> **Reading text**
>>>

2 Drawings of typical lighthouse structures: a, masonry tower; b, cylindrical tower on square house on round base; c, round caisson structure; d, skeleton iron tower. (U.S. Coast Guard publication.)

As steam replaced sail on the high seas during the rapidly industrializing 19th century, many waveswept lighthouses were built at exposed sites in various parts of the world, Horsburgh, Singapore in 1851: Minot Ledge, Massachusetts in 1860; Alguada Reef, Andaman Sea in 1865, and Great Basses, Ceylon in 1873 are but a few.6

Canadian Tower Construction

Although the two earliest Canadian lighthouses, Louisbourg and Sambro Island, were very solidly built masonry structures, this was not to be the invariable pattern for the future. The British North American colonies were bound by the limitations of a more stringent purse than either the United States or Great Britain. In the case, for instance, of the two St. Paul Island lighthouses built in 1831 and 1839, the Elder Brethren of Trinity House in London strongly recommended stone construction and dioptric apparatus; the Nova Scotia lighthouse commissioners on the other hand, opted for wooden towers fitted with catoptric apparatus. This decision was not solely based on economy; the governor made known in a despatch to the colonial secretary on 23 March 1838 that to proceed otherwise would have resulted in considerable delay.7

Wood, although less durable than masonry, was frequently preferred in Canada due to its abundance. The New Brunswick lighthouse commissioners, for example, showed a preference for wood or frame construction for this reason. Normally one would not expect a frame tower to be as durable as a masonry structure, although a number of timber and frame lighthouses have in fact stood the test of time. One of these is the Gannet Rock lighthouse, a rock station 7 miles off the southern tip of Grand Manan Island. This lighthouse, built in 1831 and, apart from the lantern, still in its original state today, was the object of critical remarks on the part of the master of HM sloop Persian in 1851. A New Brunswick lighthouse commissioner's defence of the structure has been borne out surely by the test of time.

The building is of wood, as are all the Light Houses of the Province, but this one is of the very best construction, a frame of heavy timber, boarded and shingled in a good state of preservation and repair. The lower flat or first storey is studded off from the frame lath'd and plastered.8

Many circular cast-iron lighthouse towers were built along the shores of Newfoundland and were the subject of much dispute. The imperial authorities (Board of Trade and the Admiralty) who built the majority of the more important lighthouses in Newfoundland favoured this type of construction.9 A typical structure of this type is shown in Figure 31. Local authorities frequently took issue with this imperial predilection for iron towers. Robert Oke, a celebrated Newfoundland lighthouse authority, in his report for 1856 inveighed against the unsuitability of iron towers in so damp a climate. A case in point was Cape Race tower; condensation and hoarfrost on the interior walls had made the living quarters uninhabitable. A marginal notation within the report indicates that the Board of Trade had been warned of this possibility beforehand.10 A visiting Canadian engineer. G. F. Baillarge, supported this contention on a visit to Newfoundland nearly 10 years later.11 Sir Alexander Bannerman, the lieutenant governor, made the same point in a despatch of 22 December 1857, contending that brick was the most suitable material for use in Newfoundland.12

Iron towers found favour because of the very little maintenance required compared with brick and masonry. In 1878, the Newfoundland inspector of lighthouses and public buildings strongly recommended an iron tower for the projected Cabot Island lighthouse. Brick and stone required annual maintenance, even in the case of the best materials, whereas iron required but a little paint to counteract corrosion.13 The subject remained a debatable one in Newfoundland.

<<<

> **Given information**
>>>

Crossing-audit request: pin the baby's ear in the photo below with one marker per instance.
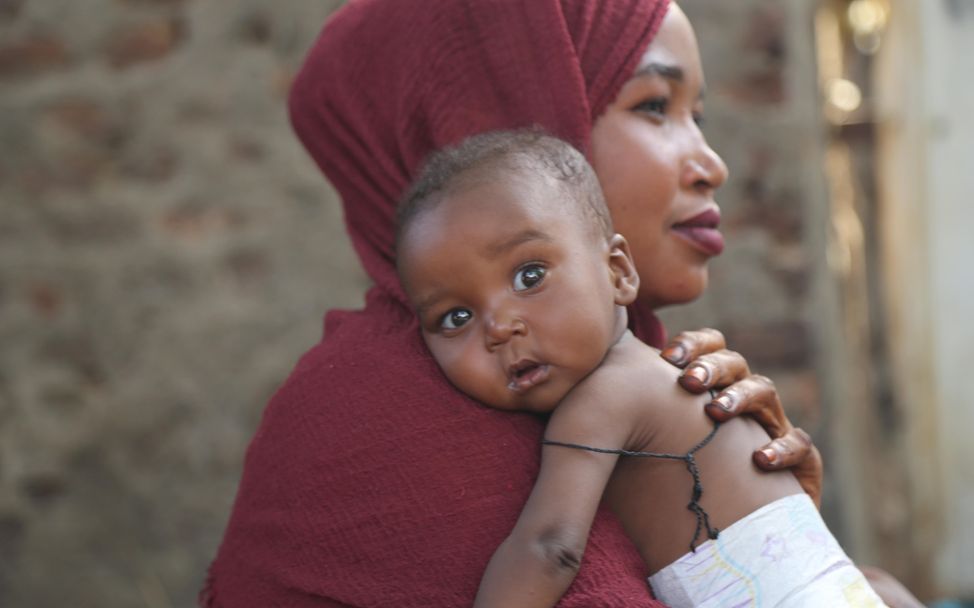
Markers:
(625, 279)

<<<
>>>

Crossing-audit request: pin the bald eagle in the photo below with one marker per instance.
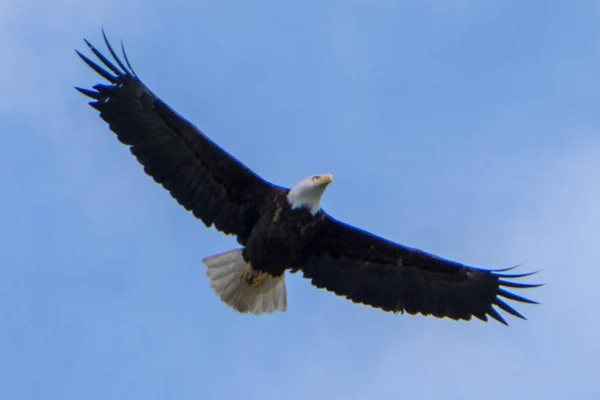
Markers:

<<<

> **Set tasks**
1) According to the lighthouse text, what material did Sir Alexander Bannerman consider most suitable for use in Newfoundland?
2) Translate this sentence from the lighthouse text into Spanish: "Wood, although less durable than masonry, was frequently preferred in Canada due to its abundance."
3) Continue the lighthouse text from its last sentence.

> **The replies**
1) Brick.

2) La madera, aunque menos duradera que la mampostería, se prefería con frecuencia en Canadá debido a su abundancia.

3)
John Page, Canadian chief engineer, in his report for 1859, favoured stone work to brick for exterior surfaces. Brick did not lend itself so well to circular construction. Wood, brick and stone had all been used in lighthouse construction throughout British North America, wood being the most prevalent, particularly on inland waters. The wooden St. Paul Island lighthouses had withstood the ravages of wind and weather in that stormy location for the previous 20 years. Page completed his observations with the conclusion that the objection to iron towers was the danger of instability, and that mode of construction should only be resorted to at sites where stone and brick were not available and costly to transport from a distance. The soundest tower design was to be found in France, in which an insulating air space was left between the inner and outer walls to counteract the deleterious effect of dampness. Only stone of uniform grain should be used; generally speaking in Canada granite and limestone were most satisfactory.14 Reinforced concrete and steel, available in the early years of the 20th century, were to add a new dimension to lighthouse design.

The Canadian engineer previously cited, G. F. Baillarge, found that American pressed brick lined inside and out with Portland cement was a frequently used alternative to the cast-iron tower in Newfoundland. This combination proved moisture-resistant to a high degree, a prime requisite in a climate as damp as that of Newfoundland. Based on a stone foundation, this type of construction frequently was combined with three or four courses of freestone at the topmost levels, ostensibly the better to withstand the effects of weathering in windswept locations. The freestone was brought in from Wallace, Nova Scotia, priced at 30 to 60 cents per cubic foot. The Boston region supplied the American pressed brick at $7 per thousand.15

The Department of Public Works records offer considerable construction detail on the Cape Jourimain lighthouse (Cape Tormentine) completed in 1870. This is worth citing, not because there was anything unusual about this tower but rather because it was representative of the period. It was a timber and frame eight-sided tower 51 feet in height, the sloping sides tapered from a 20-foot length at base to 9 feet at the top. There were four storeys including the lantern room. The joists at ground level and the first storey were 13 inches deep and 4 inches thick. The sides, floor and hatchway of the lantern were sheathed in galvanized iron as a fire preventive. From ground level to the lantern platform the tower was covered with high-quality shingling, and above this level with galvanized iron. The cost of construction, including a dwelling, was $2,974. The light was ready for service by 5 January 1870.16

A perusal of the Admiralty light lists compiled in 1884 covering the coasts and inland waters of British North America indicates that lighthouse towers generally followed a circular, square or octagonal design.17 The tabular statement of lighthouses for the (pre-Confederation) Province of Canada on the eve of the federal union lists square frame and stone towers as recurrent types in what were shortly to become the provinces of Quebec and Ontario. Brick was not in common use in this region. Hexagonal and octagonal towers were not uncommon with one light at Coteau-du-Lac described as "on top of a house."18

3 Cape Bonavista light with parabolic reflectors fitted with Argand burners. (Canada. Department of Transport.)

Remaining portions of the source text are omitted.